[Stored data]

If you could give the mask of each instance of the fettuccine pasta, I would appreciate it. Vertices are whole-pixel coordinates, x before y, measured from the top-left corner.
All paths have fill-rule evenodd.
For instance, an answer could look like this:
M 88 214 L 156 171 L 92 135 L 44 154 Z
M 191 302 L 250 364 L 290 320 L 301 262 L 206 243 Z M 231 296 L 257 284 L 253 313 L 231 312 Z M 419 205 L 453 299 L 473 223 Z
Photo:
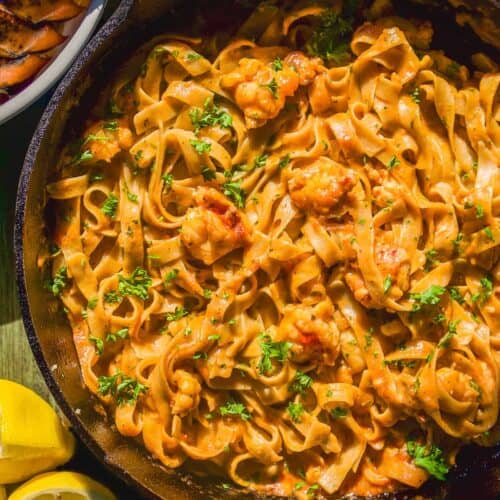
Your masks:
M 350 4 L 154 40 L 47 188 L 83 380 L 167 467 L 370 495 L 498 440 L 500 74 Z

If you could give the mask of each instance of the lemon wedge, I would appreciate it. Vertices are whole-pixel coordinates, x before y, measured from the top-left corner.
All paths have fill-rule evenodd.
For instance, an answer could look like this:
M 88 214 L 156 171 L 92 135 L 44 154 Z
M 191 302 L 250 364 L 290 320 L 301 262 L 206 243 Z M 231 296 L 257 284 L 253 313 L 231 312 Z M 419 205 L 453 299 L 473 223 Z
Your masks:
M 76 472 L 47 472 L 17 488 L 9 500 L 116 500 L 105 486 Z
M 0 500 L 6 500 L 7 499 L 7 492 L 5 491 L 5 488 L 3 486 L 0 486 Z
M 75 439 L 32 390 L 0 380 L 0 481 L 24 481 L 67 462 Z

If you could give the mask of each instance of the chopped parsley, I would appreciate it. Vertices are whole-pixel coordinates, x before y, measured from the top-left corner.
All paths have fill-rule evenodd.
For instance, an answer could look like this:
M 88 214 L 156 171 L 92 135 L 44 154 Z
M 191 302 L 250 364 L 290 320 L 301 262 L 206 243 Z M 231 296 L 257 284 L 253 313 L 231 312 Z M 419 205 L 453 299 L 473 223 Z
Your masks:
M 188 52 L 186 54 L 186 61 L 194 62 L 197 61 L 198 59 L 201 59 L 201 55 L 198 54 L 197 52 Z
M 309 387 L 311 387 L 313 379 L 301 371 L 298 371 L 290 384 L 289 390 L 292 392 L 298 392 L 299 394 L 304 394 Z
M 95 350 L 100 356 L 104 352 L 104 341 L 99 337 L 89 337 L 89 340 L 94 344 Z
M 352 2 L 344 2 L 349 8 Z M 349 60 L 349 42 L 353 32 L 353 14 L 345 7 L 342 15 L 326 9 L 319 24 L 306 44 L 309 55 L 318 56 L 335 64 L 345 64 Z
M 459 319 L 452 319 L 448 322 L 448 331 L 445 336 L 440 340 L 438 347 L 447 348 L 450 347 L 451 339 L 457 334 L 457 325 L 460 323 Z
M 210 98 L 207 98 L 205 101 L 203 111 L 200 111 L 199 108 L 191 109 L 189 111 L 189 118 L 191 118 L 195 134 L 205 127 L 214 127 L 217 125 L 221 128 L 230 128 L 233 126 L 232 116 L 226 110 L 214 104 Z
M 189 314 L 189 311 L 181 306 L 181 307 L 176 307 L 175 311 L 172 313 L 167 313 L 166 318 L 167 321 L 179 321 L 181 318 L 184 316 L 187 316 Z
M 241 189 L 239 181 L 225 182 L 222 186 L 224 188 L 224 195 L 227 196 L 238 208 L 245 206 L 247 194 Z
M 267 163 L 268 156 L 267 155 L 259 155 L 257 158 L 255 158 L 255 161 L 253 162 L 253 167 L 254 168 L 262 168 L 265 167 Z
M 50 282 L 50 291 L 57 297 L 64 290 L 68 284 L 68 269 L 63 266 L 60 267 L 52 281 Z
M 172 187 L 172 182 L 174 182 L 174 176 L 172 174 L 163 174 L 161 180 L 165 183 L 165 187 L 170 189 Z
M 319 491 L 319 485 L 313 484 L 309 486 L 309 488 L 307 488 L 306 493 L 308 497 L 315 497 L 318 491 Z
M 450 297 L 458 304 L 460 305 L 465 304 L 465 299 L 462 297 L 457 287 L 455 286 L 448 287 L 448 293 L 450 294 Z
M 252 418 L 245 405 L 236 401 L 228 401 L 224 406 L 219 408 L 219 413 L 222 417 L 240 417 L 245 422 Z
M 108 113 L 112 116 L 122 116 L 125 114 L 113 98 L 108 101 Z
M 283 158 L 281 158 L 280 162 L 278 163 L 279 169 L 283 170 L 284 168 L 288 167 L 290 161 L 290 154 L 283 156 Z
M 455 79 L 458 76 L 458 72 L 460 71 L 460 64 L 458 64 L 456 61 L 452 61 L 448 66 L 446 66 L 446 69 L 444 70 L 444 74 L 450 78 L 450 79 Z
M 208 359 L 208 354 L 203 351 L 197 351 L 193 354 L 193 359 Z
M 293 489 L 295 491 L 301 490 L 305 485 L 306 483 L 304 481 L 298 481 L 297 483 L 294 484 Z
M 89 301 L 87 302 L 87 308 L 88 309 L 95 309 L 97 306 L 97 297 L 93 297 L 91 299 L 89 299 Z
M 203 165 L 201 167 L 201 175 L 203 175 L 203 179 L 206 181 L 213 181 L 215 179 L 215 170 L 212 170 L 210 167 Z
M 205 297 L 206 299 L 211 299 L 212 298 L 212 290 L 210 290 L 208 288 L 204 288 L 203 289 L 203 297 Z
M 90 176 L 90 182 L 102 181 L 104 179 L 104 175 L 100 172 L 95 172 Z
M 125 183 L 125 194 L 127 195 L 127 198 L 129 201 L 131 201 L 132 203 L 137 203 L 137 201 L 139 200 L 139 197 L 134 194 L 134 193 L 131 193 L 128 189 L 128 186 L 127 184 Z
M 484 228 L 484 234 L 486 235 L 486 237 L 491 240 L 491 241 L 495 241 L 495 237 L 493 236 L 493 231 L 491 230 L 491 227 L 485 227 Z
M 421 311 L 426 305 L 439 304 L 441 295 L 446 292 L 446 288 L 439 285 L 431 285 L 427 290 L 419 293 L 411 293 L 410 298 L 414 301 L 413 312 Z
M 485 276 L 479 280 L 479 284 L 481 285 L 481 291 L 472 294 L 471 300 L 483 305 L 493 293 L 493 280 L 491 277 Z
M 128 339 L 128 328 L 120 328 L 115 333 L 108 333 L 106 335 L 106 342 L 118 342 L 118 340 Z
M 142 267 L 136 267 L 131 276 L 126 278 L 118 275 L 118 291 L 121 295 L 135 295 L 142 300 L 148 298 L 148 288 L 153 284 L 148 272 Z
M 482 219 L 484 217 L 484 208 L 481 205 L 476 205 L 476 218 Z
M 272 63 L 271 66 L 273 67 L 274 71 L 281 71 L 283 69 L 283 60 L 281 57 L 277 57 Z
M 337 406 L 330 411 L 330 415 L 334 419 L 345 417 L 347 415 L 347 408 L 343 408 L 342 406 Z
M 286 408 L 286 411 L 290 415 L 290 418 L 292 419 L 293 422 L 296 424 L 300 423 L 301 421 L 301 415 L 304 413 L 304 407 L 302 406 L 301 403 L 293 403 L 290 402 L 288 403 L 288 406 Z
M 165 278 L 163 278 L 163 284 L 165 285 L 165 288 L 168 288 L 170 286 L 172 281 L 174 281 L 175 278 L 177 278 L 178 274 L 179 274 L 178 269 L 172 269 L 167 274 L 165 274 Z
M 208 340 L 210 342 L 217 342 L 218 340 L 220 340 L 220 335 L 218 334 L 215 334 L 215 335 L 209 335 L 208 336 Z
M 415 104 L 420 104 L 420 87 L 415 87 L 410 92 L 410 97 Z
M 108 304 L 118 304 L 121 300 L 122 297 L 116 290 L 106 292 L 104 294 L 104 302 L 107 302 Z
M 460 242 L 464 239 L 463 233 L 458 233 L 457 237 L 452 241 L 455 253 L 460 253 Z
M 408 455 L 413 458 L 413 463 L 422 469 L 425 469 L 431 476 L 440 481 L 446 479 L 446 474 L 450 470 L 449 465 L 443 458 L 443 452 L 435 445 L 430 448 L 418 444 L 415 441 L 406 443 Z
M 384 294 L 387 294 L 392 286 L 392 276 L 388 274 L 384 280 Z
M 436 325 L 441 325 L 446 321 L 446 316 L 443 313 L 436 314 L 434 318 L 432 318 L 432 322 Z
M 73 158 L 73 163 L 75 165 L 78 165 L 82 161 L 88 161 L 94 158 L 94 155 L 92 154 L 92 151 L 89 149 L 86 149 L 85 151 L 82 151 L 81 153 L 78 153 L 74 158 Z
M 401 162 L 396 156 L 393 156 L 390 160 L 389 163 L 387 164 L 387 170 L 392 170 L 394 167 L 397 167 Z
M 273 78 L 268 83 L 262 83 L 260 86 L 268 89 L 269 92 L 271 92 L 271 95 L 274 97 L 274 99 L 278 99 L 278 97 L 279 97 L 279 95 L 278 95 L 278 88 L 279 88 L 279 86 L 278 86 L 278 82 L 276 81 L 276 78 Z
M 435 248 L 432 248 L 431 250 L 427 250 L 427 252 L 425 252 L 424 271 L 429 272 L 431 268 L 439 262 L 439 260 L 436 259 L 437 255 L 438 252 Z
M 396 366 L 398 368 L 415 368 L 417 362 L 415 360 L 405 360 L 405 359 L 384 359 L 384 366 Z
M 291 347 L 291 342 L 273 342 L 270 335 L 261 334 L 260 348 L 262 350 L 262 356 L 257 365 L 260 374 L 265 375 L 273 369 L 272 359 L 284 363 Z
M 116 194 L 109 193 L 108 197 L 106 198 L 106 201 L 104 202 L 103 206 L 101 207 L 101 212 L 104 215 L 114 219 L 116 216 L 116 209 L 117 208 L 118 208 L 118 198 L 117 198 Z
M 148 388 L 137 380 L 124 375 L 121 371 L 109 377 L 101 376 L 97 379 L 97 392 L 101 396 L 112 396 L 118 406 L 132 404 L 144 394 Z
M 209 153 L 210 150 L 212 149 L 212 144 L 207 141 L 199 141 L 197 139 L 191 139 L 189 141 L 189 144 L 193 146 L 193 148 L 199 155 Z
M 104 130 L 118 130 L 118 122 L 116 120 L 106 122 L 102 128 Z
M 481 387 L 479 387 L 479 384 L 475 380 L 470 379 L 469 385 L 472 387 L 472 389 L 474 389 L 478 393 L 479 396 L 481 396 L 482 394 Z

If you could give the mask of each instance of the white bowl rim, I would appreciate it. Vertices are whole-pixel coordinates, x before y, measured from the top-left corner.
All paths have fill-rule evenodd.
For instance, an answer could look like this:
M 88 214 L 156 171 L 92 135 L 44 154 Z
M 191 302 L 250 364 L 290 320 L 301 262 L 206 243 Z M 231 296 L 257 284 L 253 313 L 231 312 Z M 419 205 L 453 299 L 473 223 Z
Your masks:
M 47 92 L 66 73 L 92 36 L 104 13 L 106 0 L 92 0 L 80 25 L 49 66 L 24 90 L 0 104 L 0 125 L 14 118 Z

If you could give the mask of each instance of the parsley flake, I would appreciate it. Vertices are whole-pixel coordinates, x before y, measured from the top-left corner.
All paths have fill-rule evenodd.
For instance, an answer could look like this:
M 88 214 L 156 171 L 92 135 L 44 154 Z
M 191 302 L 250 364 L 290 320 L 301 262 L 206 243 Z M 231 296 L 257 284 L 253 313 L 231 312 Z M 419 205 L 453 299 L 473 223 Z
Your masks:
M 292 345 L 291 342 L 273 342 L 270 335 L 261 334 L 260 348 L 262 356 L 257 365 L 260 374 L 265 375 L 273 369 L 272 359 L 276 359 L 279 363 L 284 363 Z
M 425 469 L 431 476 L 440 481 L 446 479 L 446 474 L 450 467 L 443 458 L 443 452 L 435 445 L 430 448 L 422 446 L 415 441 L 406 443 L 408 455 L 413 458 L 413 463 L 422 469 Z
M 148 272 L 142 267 L 136 267 L 131 276 L 126 278 L 118 275 L 118 291 L 121 295 L 134 295 L 142 300 L 148 298 L 148 288 L 153 284 Z
M 292 419 L 293 422 L 296 424 L 300 423 L 301 421 L 301 415 L 304 413 L 304 407 L 302 406 L 301 403 L 293 403 L 290 402 L 288 403 L 288 406 L 286 408 L 286 411 L 290 415 L 290 418 Z
M 101 396 L 112 396 L 118 406 L 132 404 L 139 399 L 148 388 L 137 380 L 124 375 L 121 371 L 109 377 L 101 376 L 97 379 L 97 392 Z
M 250 412 L 246 409 L 243 403 L 236 401 L 228 401 L 225 405 L 219 408 L 219 413 L 222 417 L 240 417 L 245 422 L 252 418 Z

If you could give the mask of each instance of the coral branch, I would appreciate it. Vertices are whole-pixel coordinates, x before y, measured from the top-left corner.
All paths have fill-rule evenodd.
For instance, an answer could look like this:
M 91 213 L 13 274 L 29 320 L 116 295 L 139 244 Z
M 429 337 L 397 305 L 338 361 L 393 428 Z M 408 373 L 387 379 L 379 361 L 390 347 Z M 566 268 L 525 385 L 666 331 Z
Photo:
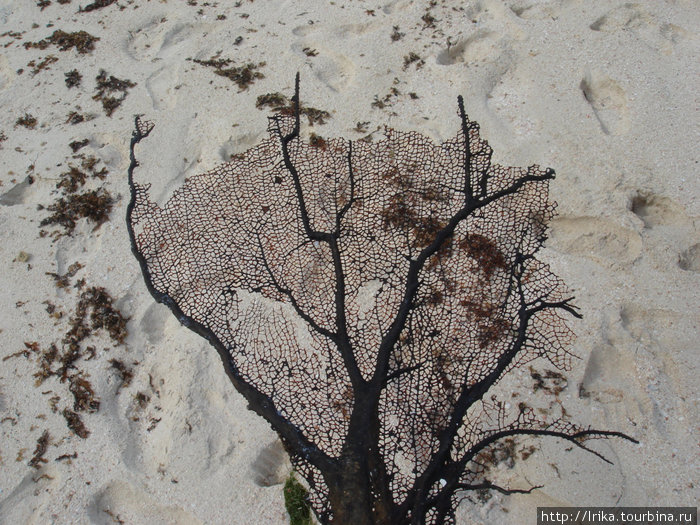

* [PROMPT] Where does the word "give" occur in the records? Return every line that holds it.

* [WORKED SOLUTION]
If you could give the mask of each instance of the fettuccine pasta, I would appreciate it. Vertices are whole-pixel coordinates, x before y, measured from the top-left corner.
If you could give the mask of each instance of the lemon wedge, I would appreciate it. Vertices are whole-pixel coordinates, x before y, measured from the top-left corner.
If you could give the mask of each instance of the chopped parsley, I would appreciate it. Vertices are whole-pixel coordinates, x before y, measured from the top-left corner.
If you could give the mask of each instance of the white bowl rim, I would appreciate it. Vertices are whole-pixel coordinates, x before y, measured from the top-left corner.
If you could give the mask of each instance of the parsley flake, I would appreciate it. Vertices are whole-pixel coordinates, x before y, measured from the top-left corner.
If you could give the mask of each instance of the coral branch, I would appreciate it. Vertices are whole-pixel coordinates, x before y, measured from the top-left corner.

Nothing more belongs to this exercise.